From the listing below, pull each line that includes "bowl".

########

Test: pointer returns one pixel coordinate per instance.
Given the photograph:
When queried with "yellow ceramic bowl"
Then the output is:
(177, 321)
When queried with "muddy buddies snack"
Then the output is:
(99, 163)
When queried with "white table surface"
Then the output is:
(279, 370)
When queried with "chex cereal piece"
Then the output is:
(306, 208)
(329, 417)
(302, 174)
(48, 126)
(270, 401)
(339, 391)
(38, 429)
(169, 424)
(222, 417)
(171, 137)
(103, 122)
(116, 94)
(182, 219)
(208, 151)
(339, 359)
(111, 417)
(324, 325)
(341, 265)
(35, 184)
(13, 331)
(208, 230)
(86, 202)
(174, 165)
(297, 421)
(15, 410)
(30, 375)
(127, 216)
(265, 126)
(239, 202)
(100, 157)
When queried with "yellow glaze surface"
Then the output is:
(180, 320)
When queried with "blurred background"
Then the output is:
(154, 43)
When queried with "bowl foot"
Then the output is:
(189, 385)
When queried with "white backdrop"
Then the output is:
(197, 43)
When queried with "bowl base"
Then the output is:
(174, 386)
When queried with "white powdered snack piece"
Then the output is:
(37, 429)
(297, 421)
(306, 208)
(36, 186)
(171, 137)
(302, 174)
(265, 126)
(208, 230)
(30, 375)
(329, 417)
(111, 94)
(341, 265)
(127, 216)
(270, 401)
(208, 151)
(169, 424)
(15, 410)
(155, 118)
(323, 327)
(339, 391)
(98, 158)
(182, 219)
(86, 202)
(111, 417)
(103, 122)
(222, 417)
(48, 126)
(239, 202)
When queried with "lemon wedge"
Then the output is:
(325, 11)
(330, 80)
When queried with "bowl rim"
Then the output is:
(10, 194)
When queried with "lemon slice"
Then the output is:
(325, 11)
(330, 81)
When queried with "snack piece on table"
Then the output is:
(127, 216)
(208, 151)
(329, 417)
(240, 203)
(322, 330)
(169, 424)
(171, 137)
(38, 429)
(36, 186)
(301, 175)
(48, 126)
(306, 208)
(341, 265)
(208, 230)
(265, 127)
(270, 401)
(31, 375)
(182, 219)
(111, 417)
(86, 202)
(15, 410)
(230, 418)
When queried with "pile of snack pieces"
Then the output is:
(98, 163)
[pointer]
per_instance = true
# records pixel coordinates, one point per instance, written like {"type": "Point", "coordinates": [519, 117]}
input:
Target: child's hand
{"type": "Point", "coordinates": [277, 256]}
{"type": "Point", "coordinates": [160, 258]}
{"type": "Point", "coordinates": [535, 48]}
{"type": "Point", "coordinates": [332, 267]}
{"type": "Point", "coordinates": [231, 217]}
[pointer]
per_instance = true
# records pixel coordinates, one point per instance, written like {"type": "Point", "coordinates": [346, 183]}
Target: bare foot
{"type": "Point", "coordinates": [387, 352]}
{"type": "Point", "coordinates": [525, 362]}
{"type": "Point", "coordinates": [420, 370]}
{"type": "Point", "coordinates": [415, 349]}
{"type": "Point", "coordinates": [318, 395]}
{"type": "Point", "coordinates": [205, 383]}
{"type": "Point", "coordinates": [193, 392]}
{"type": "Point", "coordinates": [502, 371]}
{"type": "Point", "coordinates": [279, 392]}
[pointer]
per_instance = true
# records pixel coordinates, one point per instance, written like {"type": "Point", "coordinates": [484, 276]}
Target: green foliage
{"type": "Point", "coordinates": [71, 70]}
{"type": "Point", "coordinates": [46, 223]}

########

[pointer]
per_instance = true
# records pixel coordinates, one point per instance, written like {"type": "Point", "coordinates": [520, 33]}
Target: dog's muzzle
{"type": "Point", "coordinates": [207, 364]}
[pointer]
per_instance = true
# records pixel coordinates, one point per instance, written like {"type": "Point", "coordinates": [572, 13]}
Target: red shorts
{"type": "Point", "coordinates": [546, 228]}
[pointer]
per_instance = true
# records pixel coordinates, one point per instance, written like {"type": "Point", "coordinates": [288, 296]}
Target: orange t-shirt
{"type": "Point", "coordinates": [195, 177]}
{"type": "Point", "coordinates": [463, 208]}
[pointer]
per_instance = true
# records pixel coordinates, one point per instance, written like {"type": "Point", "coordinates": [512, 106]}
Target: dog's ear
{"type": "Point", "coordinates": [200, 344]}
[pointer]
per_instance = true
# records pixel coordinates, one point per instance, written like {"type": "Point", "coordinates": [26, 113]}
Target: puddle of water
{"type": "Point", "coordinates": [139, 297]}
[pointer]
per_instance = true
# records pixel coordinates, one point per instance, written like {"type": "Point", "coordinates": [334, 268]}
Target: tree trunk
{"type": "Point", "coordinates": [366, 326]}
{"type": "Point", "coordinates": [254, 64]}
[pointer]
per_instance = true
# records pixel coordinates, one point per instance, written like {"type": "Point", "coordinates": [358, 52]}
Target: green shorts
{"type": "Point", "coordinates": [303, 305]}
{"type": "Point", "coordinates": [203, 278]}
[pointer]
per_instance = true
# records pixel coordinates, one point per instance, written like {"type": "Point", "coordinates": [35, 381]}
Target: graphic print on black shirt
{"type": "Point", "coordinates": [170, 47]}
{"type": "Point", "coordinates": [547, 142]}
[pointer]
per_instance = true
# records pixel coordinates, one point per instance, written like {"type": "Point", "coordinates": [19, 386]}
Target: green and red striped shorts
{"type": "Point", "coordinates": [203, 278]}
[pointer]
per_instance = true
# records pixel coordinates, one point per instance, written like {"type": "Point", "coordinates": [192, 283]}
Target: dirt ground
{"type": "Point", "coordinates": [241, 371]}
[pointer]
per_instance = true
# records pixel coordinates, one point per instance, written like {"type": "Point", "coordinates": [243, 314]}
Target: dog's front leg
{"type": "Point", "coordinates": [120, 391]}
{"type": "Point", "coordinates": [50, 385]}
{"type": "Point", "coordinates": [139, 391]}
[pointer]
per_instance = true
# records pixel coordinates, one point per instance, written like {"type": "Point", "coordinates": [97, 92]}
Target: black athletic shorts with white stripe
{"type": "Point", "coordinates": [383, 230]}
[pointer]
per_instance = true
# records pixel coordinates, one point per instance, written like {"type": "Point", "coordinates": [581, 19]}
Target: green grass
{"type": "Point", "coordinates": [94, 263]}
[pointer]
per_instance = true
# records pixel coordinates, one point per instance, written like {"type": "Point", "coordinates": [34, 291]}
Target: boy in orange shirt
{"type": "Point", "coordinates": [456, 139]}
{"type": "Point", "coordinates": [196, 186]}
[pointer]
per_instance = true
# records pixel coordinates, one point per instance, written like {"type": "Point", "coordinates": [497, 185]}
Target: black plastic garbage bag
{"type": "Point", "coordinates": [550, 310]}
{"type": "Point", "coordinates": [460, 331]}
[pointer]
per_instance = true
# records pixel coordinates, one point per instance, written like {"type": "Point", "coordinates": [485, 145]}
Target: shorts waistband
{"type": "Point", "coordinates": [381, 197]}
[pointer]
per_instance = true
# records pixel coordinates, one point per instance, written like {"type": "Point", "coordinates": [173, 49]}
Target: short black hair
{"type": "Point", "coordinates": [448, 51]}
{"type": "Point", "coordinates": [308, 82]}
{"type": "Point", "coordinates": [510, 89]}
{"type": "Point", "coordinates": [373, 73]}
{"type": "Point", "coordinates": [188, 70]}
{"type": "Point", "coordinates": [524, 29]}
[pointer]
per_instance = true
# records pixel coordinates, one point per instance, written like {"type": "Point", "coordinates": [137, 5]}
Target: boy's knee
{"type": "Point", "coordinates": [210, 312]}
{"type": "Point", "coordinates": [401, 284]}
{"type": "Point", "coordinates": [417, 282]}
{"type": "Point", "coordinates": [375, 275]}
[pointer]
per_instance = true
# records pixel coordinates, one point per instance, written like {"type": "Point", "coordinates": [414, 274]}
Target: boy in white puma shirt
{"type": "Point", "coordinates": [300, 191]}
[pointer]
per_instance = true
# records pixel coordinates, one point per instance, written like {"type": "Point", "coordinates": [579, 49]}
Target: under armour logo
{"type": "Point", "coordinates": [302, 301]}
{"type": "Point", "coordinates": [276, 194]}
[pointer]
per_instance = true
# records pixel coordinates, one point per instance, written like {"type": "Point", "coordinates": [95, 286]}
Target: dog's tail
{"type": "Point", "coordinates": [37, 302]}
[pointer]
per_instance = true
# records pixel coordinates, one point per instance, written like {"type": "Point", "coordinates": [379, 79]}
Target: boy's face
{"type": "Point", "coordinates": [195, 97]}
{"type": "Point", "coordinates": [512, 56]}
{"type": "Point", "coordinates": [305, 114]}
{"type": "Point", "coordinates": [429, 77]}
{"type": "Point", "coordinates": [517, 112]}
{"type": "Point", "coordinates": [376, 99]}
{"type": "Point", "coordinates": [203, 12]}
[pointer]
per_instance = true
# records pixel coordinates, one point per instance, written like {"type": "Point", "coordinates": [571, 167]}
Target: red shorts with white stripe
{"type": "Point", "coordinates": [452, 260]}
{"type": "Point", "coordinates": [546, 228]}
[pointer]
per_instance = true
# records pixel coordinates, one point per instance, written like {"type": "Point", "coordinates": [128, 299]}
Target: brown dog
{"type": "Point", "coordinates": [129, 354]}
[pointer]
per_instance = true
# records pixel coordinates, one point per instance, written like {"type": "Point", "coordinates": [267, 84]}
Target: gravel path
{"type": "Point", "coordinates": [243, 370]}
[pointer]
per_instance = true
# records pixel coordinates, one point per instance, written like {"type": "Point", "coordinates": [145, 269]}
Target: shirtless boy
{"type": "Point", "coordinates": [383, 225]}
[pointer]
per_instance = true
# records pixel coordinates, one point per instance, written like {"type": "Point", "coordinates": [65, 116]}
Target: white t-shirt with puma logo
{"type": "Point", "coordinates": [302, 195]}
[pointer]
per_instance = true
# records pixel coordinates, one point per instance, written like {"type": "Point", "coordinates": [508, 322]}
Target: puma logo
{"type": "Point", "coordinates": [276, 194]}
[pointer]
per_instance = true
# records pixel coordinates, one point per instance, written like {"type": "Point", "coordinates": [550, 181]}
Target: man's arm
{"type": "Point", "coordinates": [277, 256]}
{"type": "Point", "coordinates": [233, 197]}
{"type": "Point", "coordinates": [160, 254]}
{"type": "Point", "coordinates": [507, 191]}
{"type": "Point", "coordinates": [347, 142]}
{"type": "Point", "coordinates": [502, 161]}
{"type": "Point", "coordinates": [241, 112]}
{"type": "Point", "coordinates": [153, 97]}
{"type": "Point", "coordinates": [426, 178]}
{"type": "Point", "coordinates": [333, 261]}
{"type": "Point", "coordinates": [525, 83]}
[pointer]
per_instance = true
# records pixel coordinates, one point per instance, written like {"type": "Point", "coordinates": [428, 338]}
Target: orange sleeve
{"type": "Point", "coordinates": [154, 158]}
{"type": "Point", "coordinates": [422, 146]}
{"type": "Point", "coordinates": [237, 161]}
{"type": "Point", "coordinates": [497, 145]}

########

> **Output of the exercise**
When queried with "yellow ceramic bowl"
When queried with "bowl foot"
When queried with "bowl base"
When queried with "bowl rim"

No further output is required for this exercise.